◆ EXTRACT TO READ ◆
------------------------

Tuesday, October 8, 2013

Is your time management as awful as mine !



‘Apologies for this uber late reply! It’s been a busy week … I’ll write a proper msg ASAP I promise’   
After more than a week, this is all what I wrote to my colleague who is patiently waiting for some info ! Sounds familiar! Read along :) 
I ,like most of you, would love to be an over-achiever! Someone says, “achieve,” and we jump right to it. We live in a time that cheers multi-tasking (I bet you are reading this blog whilst listening to and /watching something else at once!). I cram lists of things I want to do. Then each project becomes a collection of to-do items. Not long afterwards, I’ll cram more to-do items than there are explosions in Baghdad —and Baghdad has a lot of explosions trust me on this one.
Fortunately, your/my to-do list is far more manageable than Iraqi politics. Here is what  Steven Covey said on prioritising your tasks. He is the author of  7 Habits of Highly Effective People.

------------------------

◆ DATASET ENTRIES ◆
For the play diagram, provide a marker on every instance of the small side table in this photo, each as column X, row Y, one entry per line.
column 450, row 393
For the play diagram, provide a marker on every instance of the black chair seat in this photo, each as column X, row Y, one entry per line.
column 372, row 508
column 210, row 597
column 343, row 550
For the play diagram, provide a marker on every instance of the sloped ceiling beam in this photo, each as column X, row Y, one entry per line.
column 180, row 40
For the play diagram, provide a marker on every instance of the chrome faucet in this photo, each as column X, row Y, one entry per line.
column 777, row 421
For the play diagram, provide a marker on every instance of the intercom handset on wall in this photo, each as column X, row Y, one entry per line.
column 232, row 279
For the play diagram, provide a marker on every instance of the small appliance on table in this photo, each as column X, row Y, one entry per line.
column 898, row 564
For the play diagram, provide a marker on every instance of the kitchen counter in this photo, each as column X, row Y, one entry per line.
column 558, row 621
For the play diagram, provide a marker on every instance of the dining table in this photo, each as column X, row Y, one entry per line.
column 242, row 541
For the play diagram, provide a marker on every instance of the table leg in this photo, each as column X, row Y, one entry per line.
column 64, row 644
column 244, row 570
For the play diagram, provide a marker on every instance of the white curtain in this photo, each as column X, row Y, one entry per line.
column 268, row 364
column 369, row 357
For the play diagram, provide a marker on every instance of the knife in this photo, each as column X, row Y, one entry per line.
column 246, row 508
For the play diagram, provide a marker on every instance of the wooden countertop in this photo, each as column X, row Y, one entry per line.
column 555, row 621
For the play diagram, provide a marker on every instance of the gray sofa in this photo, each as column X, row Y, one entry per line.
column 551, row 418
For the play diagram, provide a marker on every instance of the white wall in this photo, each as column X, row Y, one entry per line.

------------------------

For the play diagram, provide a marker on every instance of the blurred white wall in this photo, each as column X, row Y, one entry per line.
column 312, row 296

------------------------

Rewrite the time management post, everything from "Tuesday, October 8, 2013" down to "Read along :)", with "manager" put in place of "colleague".

◆ EXERCISE OUTPUT ◆
Tuesday, October 8, 2013

Is your time management as awful as mine !



‘Apologies for this uber late reply! It’s been a busy week … I’ll write a proper msg ASAP I promise’   
After more than a week, this is all what I wrote to my manager who is patiently waiting for some info ! Sounds familiar! Read along :)